▶ _Data provided_
****

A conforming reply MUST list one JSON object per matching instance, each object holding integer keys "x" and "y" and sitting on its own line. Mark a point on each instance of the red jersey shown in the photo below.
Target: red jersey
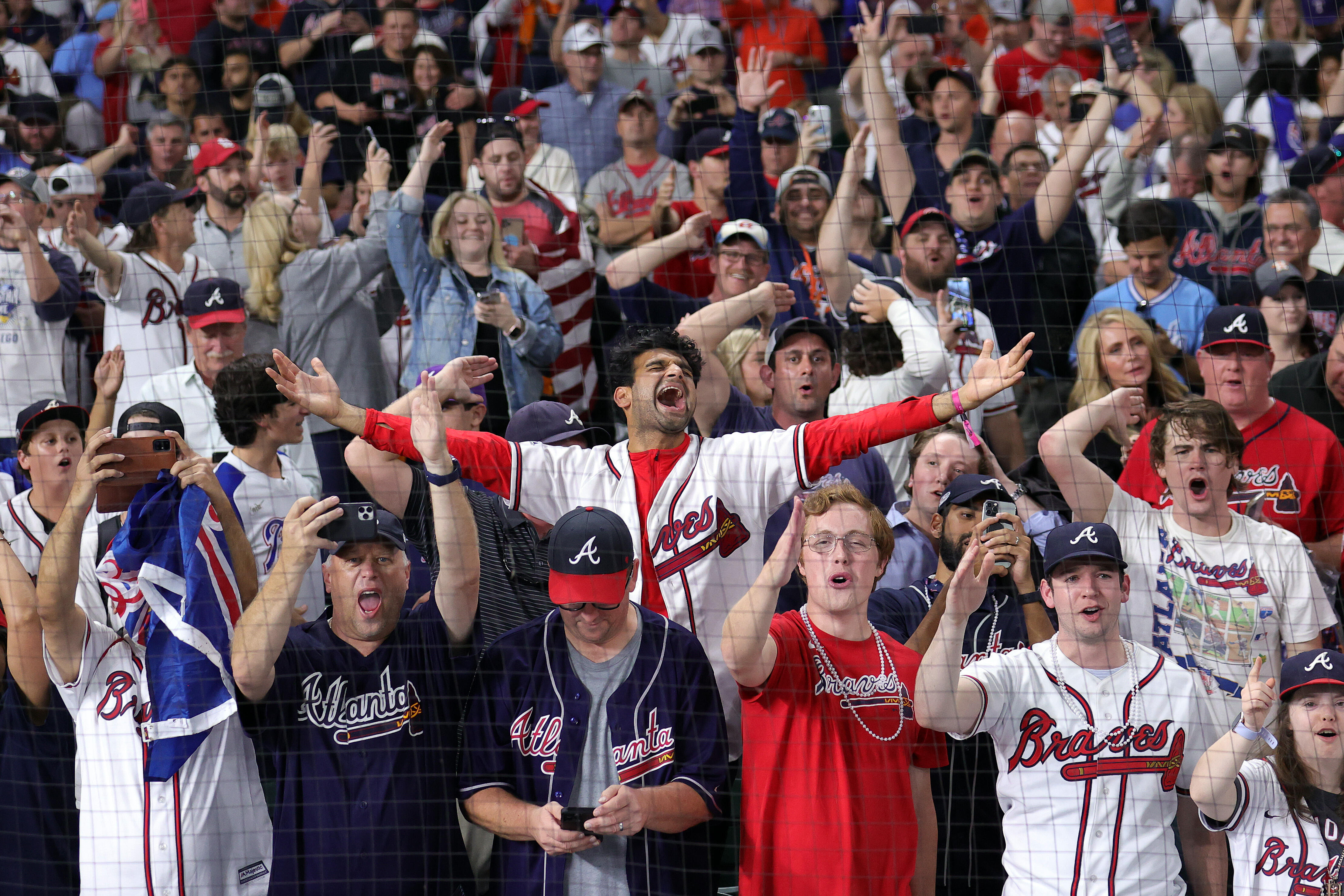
{"x": 1292, "y": 460}
{"x": 690, "y": 273}
{"x": 1019, "y": 76}
{"x": 826, "y": 806}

****

▶ _Exercise directions_
Rewrite every line in the records above as a JSON list of strings, one string per line, with blank lines and the pictures left out.

▶ _Right answer_
[
  "A conforming reply MUST list one JSON object per matching instance, each object holding integer keys \"x\" and \"y\" and sitting on its own line. Mark a point on each instance of the red jersey shown in the photo below.",
  "Target: red jersey",
  "{\"x\": 1292, \"y\": 460}",
  "{\"x\": 690, \"y\": 273}",
  "{\"x\": 1019, \"y\": 76}",
  "{\"x\": 826, \"y\": 806}"
]